### Exercise material
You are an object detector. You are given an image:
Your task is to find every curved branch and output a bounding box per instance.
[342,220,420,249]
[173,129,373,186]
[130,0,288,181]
######
**Problem description**
Rewrite all of the material above line by line, including the requests. Shift every bounding box coordinate in the answers up by 80.

**Exercise response**
You are an object detector. You are given an image:
Your task is to find every curved branch and output a bounding box per instance.
[422,300,500,329]
[253,209,453,266]
[210,80,368,261]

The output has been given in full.